**Problem statement**
From the material below, pick out every line that contains the string "foot" and copy each one unchanged. Matching is case-sensitive.

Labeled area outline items

# # # # # # #

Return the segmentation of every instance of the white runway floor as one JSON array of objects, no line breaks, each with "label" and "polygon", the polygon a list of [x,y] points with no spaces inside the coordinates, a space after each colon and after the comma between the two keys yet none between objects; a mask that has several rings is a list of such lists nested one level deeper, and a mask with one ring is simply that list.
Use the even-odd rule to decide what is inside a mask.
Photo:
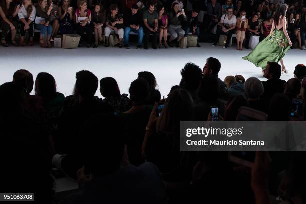
[{"label": "white runway floor", "polygon": [[[72,94],[76,73],[84,70],[92,72],[99,80],[104,77],[114,78],[122,94],[128,94],[130,83],[137,78],[138,72],[148,71],[156,76],[162,96],[166,96],[172,86],[180,84],[180,70],[186,63],[194,63],[202,68],[210,57],[220,60],[222,68],[219,76],[222,80],[228,76],[241,74],[246,79],[255,76],[265,80],[260,68],[242,59],[251,50],[238,51],[236,44],[228,49],[212,48],[211,44],[201,45],[202,48],[148,50],[136,50],[134,44],[130,46],[129,50],[104,46],[97,49],[74,50],[42,48],[37,44],[34,47],[0,47],[0,84],[12,81],[18,70],[29,70],[34,79],[38,73],[47,72],[56,78],[58,92],[68,96]],[[306,50],[291,50],[284,61],[288,74],[282,78],[288,80],[294,77],[296,65],[306,64]],[[101,97],[98,90],[96,96]]]}]

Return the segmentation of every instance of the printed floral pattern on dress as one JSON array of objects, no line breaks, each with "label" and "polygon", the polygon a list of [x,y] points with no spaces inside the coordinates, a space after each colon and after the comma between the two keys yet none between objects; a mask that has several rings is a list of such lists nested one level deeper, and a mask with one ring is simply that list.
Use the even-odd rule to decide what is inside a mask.
[{"label": "printed floral pattern on dress", "polygon": [[284,38],[280,38],[276,36],[276,33],[274,32],[272,32],[270,34],[270,36],[269,36],[269,38],[268,40],[268,41],[271,42],[273,42],[274,41],[276,41],[280,46],[282,48],[286,48],[289,45],[289,44],[286,42]]}]

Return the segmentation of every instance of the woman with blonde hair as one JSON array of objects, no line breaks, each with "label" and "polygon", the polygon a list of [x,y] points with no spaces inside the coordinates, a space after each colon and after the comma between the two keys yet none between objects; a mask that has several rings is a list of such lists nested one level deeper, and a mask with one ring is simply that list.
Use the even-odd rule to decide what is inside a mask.
[{"label": "woman with blonde hair", "polygon": [[78,8],[76,11],[74,22],[76,33],[81,36],[78,48],[82,46],[82,42],[84,40],[84,33],[86,32],[87,34],[87,48],[90,48],[92,47],[93,32],[92,26],[91,26],[92,12],[88,9],[86,0],[78,0]]},{"label": "woman with blonde hair", "polygon": [[[38,6],[36,11],[36,17],[44,18],[44,20],[40,22],[40,24],[35,24],[35,28],[40,30],[40,47],[52,48],[52,44],[50,42],[53,29],[50,24],[51,12],[54,8],[53,4],[48,7],[47,0],[38,0]],[[47,33],[47,42],[44,41],[44,36]]]},{"label": "woman with blonde hair", "polygon": [[246,32],[248,25],[248,20],[246,18],[246,12],[245,10],[240,13],[240,17],[237,19],[237,50],[242,50],[242,44],[246,38]]}]

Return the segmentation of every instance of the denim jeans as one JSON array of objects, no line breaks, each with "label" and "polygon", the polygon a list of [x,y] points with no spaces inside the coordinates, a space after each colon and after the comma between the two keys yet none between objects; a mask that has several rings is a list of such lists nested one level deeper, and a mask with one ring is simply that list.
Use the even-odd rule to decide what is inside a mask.
[{"label": "denim jeans", "polygon": [[36,24],[35,29],[40,30],[40,36],[46,35],[46,32],[48,33],[48,36],[51,36],[52,34],[52,25],[51,25],[51,24],[48,26],[41,24]]},{"label": "denim jeans", "polygon": [[[194,28],[192,28],[192,29],[193,30]],[[188,37],[188,34],[189,34],[189,32],[190,32],[190,27],[188,27],[188,26],[183,27],[183,30],[185,30],[185,37]],[[198,36],[198,41],[200,40],[200,28],[198,27],[198,28],[196,28],[196,36]]]},{"label": "denim jeans", "polygon": [[144,28],[142,27],[140,27],[139,30],[137,30],[136,29],[132,28],[130,27],[126,27],[124,30],[124,44],[128,44],[128,40],[130,40],[130,33],[133,32],[136,34],[138,34],[138,45],[142,45],[142,40],[144,40]]}]

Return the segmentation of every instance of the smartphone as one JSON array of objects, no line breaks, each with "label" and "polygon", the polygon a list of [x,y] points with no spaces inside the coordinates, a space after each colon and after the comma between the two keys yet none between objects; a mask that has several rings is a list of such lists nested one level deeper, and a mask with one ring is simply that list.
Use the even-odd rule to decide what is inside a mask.
[{"label": "smartphone", "polygon": [[164,108],[164,104],[160,104],[158,106],[157,114],[158,116],[160,116],[162,110]]},{"label": "smartphone", "polygon": [[256,152],[230,152],[228,160],[237,164],[252,168],[255,162]]},{"label": "smartphone", "polygon": [[219,120],[219,108],[218,106],[212,106],[212,120],[217,121]]},{"label": "smartphone", "polygon": [[290,108],[289,116],[298,118],[303,114],[303,100],[300,98],[294,98]]}]

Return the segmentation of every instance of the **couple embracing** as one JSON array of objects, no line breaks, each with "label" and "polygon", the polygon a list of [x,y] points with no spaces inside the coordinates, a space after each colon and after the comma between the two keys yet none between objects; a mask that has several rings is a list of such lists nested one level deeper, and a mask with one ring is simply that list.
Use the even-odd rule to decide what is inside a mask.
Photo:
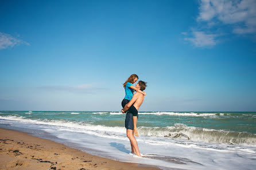
[{"label": "couple embracing", "polygon": [[[136,154],[138,156],[141,156],[134,135],[138,136],[136,126],[138,118],[138,111],[146,96],[146,93],[143,91],[146,89],[146,82],[139,81],[134,87],[133,84],[136,82],[138,78],[137,75],[131,74],[123,84],[125,97],[122,101],[122,106],[123,107],[122,113],[125,113],[127,111],[125,118],[125,128],[126,128],[127,136],[131,144],[131,153]],[[133,94],[134,90],[136,91],[136,93]]]}]

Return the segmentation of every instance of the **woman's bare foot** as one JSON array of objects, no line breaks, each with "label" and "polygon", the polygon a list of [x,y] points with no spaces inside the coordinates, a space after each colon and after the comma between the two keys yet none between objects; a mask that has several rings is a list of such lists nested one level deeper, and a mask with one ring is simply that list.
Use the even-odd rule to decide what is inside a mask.
[{"label": "woman's bare foot", "polygon": [[134,133],[135,136],[136,136],[137,137],[139,137],[139,134],[138,133],[137,129],[133,129],[133,132]]}]

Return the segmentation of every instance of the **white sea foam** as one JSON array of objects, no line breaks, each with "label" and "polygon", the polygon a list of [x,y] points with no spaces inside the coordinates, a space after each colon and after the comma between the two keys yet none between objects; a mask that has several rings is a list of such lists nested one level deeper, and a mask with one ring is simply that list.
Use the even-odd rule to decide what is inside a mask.
[{"label": "white sea foam", "polygon": [[106,114],[109,112],[92,112],[93,114]]},{"label": "white sea foam", "polygon": [[[27,124],[48,125],[73,128],[71,130],[74,131],[74,132],[79,129],[82,130],[84,133],[100,135],[101,137],[104,136],[109,137],[109,136],[113,134],[123,134],[126,132],[125,127],[95,125],[85,124],[84,122],[32,120],[15,116],[0,116],[0,118],[18,121]],[[256,135],[254,134],[188,126],[182,124],[176,124],[174,126],[164,128],[139,126],[138,128],[138,132],[141,135],[147,136],[179,139],[192,141],[256,146]],[[157,141],[157,144],[159,144],[159,141]]]},{"label": "white sea foam", "polygon": [[195,117],[201,117],[201,116],[216,116],[216,113],[196,113],[193,112],[189,113],[180,113],[180,112],[139,112],[139,114],[154,114],[154,115],[162,115],[168,114],[170,116],[195,116]]}]

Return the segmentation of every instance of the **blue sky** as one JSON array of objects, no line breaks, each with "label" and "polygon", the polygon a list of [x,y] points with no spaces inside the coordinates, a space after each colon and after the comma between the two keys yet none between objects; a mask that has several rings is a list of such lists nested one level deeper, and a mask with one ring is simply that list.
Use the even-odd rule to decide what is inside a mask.
[{"label": "blue sky", "polygon": [[256,111],[256,1],[0,1],[0,110]]}]

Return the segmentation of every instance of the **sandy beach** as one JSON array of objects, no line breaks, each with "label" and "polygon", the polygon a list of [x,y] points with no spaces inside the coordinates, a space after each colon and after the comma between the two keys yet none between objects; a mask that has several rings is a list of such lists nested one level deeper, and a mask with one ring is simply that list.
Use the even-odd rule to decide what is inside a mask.
[{"label": "sandy beach", "polygon": [[0,129],[0,169],[160,169],[92,155],[26,133]]}]

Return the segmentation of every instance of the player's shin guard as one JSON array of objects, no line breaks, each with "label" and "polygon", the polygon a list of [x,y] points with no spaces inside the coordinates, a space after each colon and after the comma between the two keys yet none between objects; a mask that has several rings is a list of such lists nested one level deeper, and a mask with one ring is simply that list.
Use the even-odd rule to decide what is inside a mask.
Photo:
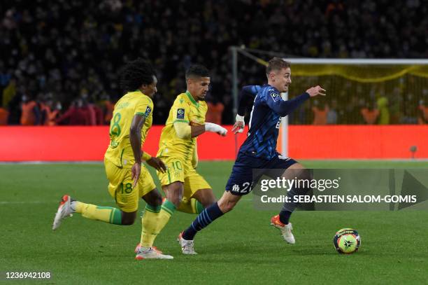
[{"label": "player's shin guard", "polygon": [[141,219],[143,225],[141,229],[141,246],[151,247],[153,245],[153,242],[155,242],[155,239],[156,239],[158,233],[157,228],[160,210],[161,206],[152,207],[149,204],[145,205],[144,214]]},{"label": "player's shin guard", "polygon": [[197,232],[222,216],[223,216],[223,212],[220,210],[216,202],[198,215],[192,225],[183,232],[183,238],[186,240],[193,240]]},{"label": "player's shin guard", "polygon": [[172,202],[169,201],[168,200],[165,200],[164,201],[161,210],[159,212],[156,232],[160,232],[160,231],[162,230],[164,227],[169,221],[169,218],[171,218],[173,214],[174,214],[174,211],[176,211],[176,206]]},{"label": "player's shin guard", "polygon": [[183,198],[177,211],[189,214],[201,214],[204,211],[204,206],[196,199]]},{"label": "player's shin guard", "polygon": [[99,207],[78,201],[75,201],[73,203],[76,203],[72,205],[76,209],[76,212],[80,213],[85,218],[115,225],[122,225],[122,212],[118,209],[112,207]]}]

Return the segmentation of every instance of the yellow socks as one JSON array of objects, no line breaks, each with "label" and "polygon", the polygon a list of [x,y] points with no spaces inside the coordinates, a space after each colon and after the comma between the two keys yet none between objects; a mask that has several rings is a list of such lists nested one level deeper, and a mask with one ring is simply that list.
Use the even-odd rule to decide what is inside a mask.
[{"label": "yellow socks", "polygon": [[141,246],[151,247],[156,236],[159,233],[157,231],[157,223],[159,216],[161,206],[152,207],[148,204],[145,205],[145,209],[143,214],[141,223]]},{"label": "yellow socks", "polygon": [[157,226],[156,227],[157,232],[160,232],[162,230],[174,211],[176,211],[176,206],[171,202],[165,200],[159,212]]},{"label": "yellow socks", "polygon": [[76,213],[91,220],[102,221],[104,222],[122,225],[122,213],[120,209],[112,207],[99,207],[81,202],[74,202]]},{"label": "yellow socks", "polygon": [[196,199],[183,198],[177,211],[189,214],[201,214],[204,211],[204,206]]}]

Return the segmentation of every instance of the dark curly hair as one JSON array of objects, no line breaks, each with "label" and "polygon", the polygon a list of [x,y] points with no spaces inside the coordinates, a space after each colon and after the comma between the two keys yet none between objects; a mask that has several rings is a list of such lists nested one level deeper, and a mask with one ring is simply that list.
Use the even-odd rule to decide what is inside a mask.
[{"label": "dark curly hair", "polygon": [[153,83],[155,76],[152,64],[142,58],[127,63],[120,72],[120,88],[124,91],[135,91],[143,84]]},{"label": "dark curly hair", "polygon": [[186,79],[190,77],[210,77],[210,71],[201,64],[193,64],[186,71]]}]

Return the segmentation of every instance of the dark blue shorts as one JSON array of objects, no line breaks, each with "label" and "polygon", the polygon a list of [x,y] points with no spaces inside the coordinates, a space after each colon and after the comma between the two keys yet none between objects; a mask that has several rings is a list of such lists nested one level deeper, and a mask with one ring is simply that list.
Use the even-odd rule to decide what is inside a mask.
[{"label": "dark blue shorts", "polygon": [[[252,190],[253,183],[264,174],[262,171],[259,171],[257,172],[257,177],[253,177],[253,170],[286,169],[294,163],[297,162],[292,158],[284,160],[276,156],[268,160],[239,153],[226,184],[226,191],[239,196],[248,194]],[[278,173],[278,176],[281,174],[282,173]]]}]

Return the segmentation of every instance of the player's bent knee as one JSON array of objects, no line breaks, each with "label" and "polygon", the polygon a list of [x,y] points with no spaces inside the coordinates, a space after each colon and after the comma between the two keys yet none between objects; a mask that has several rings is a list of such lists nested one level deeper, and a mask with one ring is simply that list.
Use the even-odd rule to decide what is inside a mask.
[{"label": "player's bent knee", "polygon": [[162,204],[162,196],[156,188],[149,192],[142,198],[150,206],[158,207]]},{"label": "player's bent knee", "polygon": [[231,211],[235,207],[236,204],[236,202],[224,201],[221,199],[218,201],[218,207],[224,214]]},{"label": "player's bent knee", "polygon": [[122,224],[123,225],[131,225],[134,224],[136,217],[136,211],[127,213],[122,211]]}]

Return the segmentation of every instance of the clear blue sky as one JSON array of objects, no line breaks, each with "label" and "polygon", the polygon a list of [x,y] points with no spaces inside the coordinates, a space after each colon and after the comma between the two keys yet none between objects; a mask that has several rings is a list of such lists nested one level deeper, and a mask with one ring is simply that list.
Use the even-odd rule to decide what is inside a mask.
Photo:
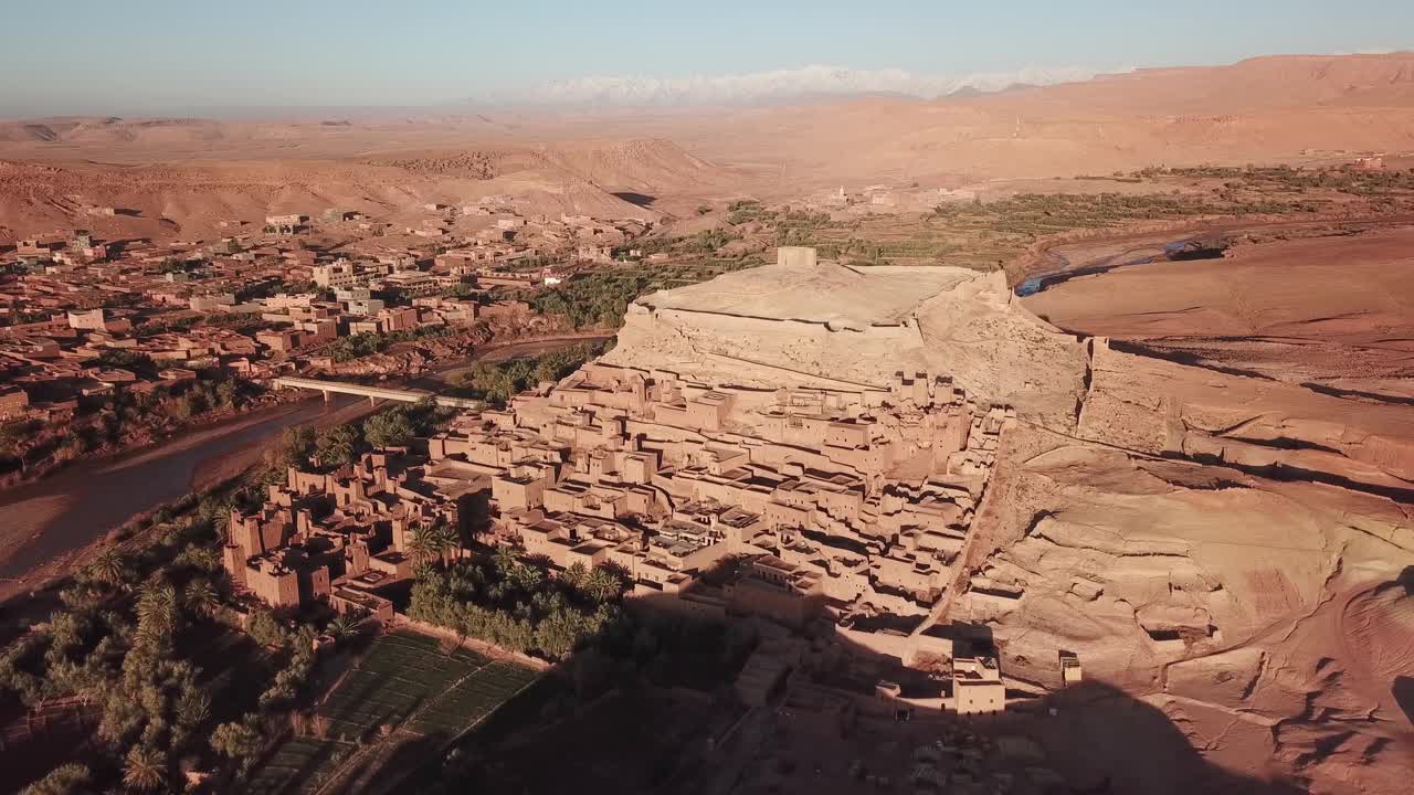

# # # # # # #

**Answer to this problem**
Return the segmentation of every instance of the **woman's bare foot** as one JSON array of objects, no line breaks, each with "label" and "polygon", the polygon a list of [x,y] points with no spaces inside the coordinates, a space after each colon and after the comma between the two keys yet none between objects; a mask that has several rings is a list of such lists nested one level deeper, and a mask with one ring is simply that list.
[{"label": "woman's bare foot", "polygon": [[134,133],[135,136],[136,136],[137,137],[139,137],[139,134],[138,133],[137,129],[133,129],[133,132]]}]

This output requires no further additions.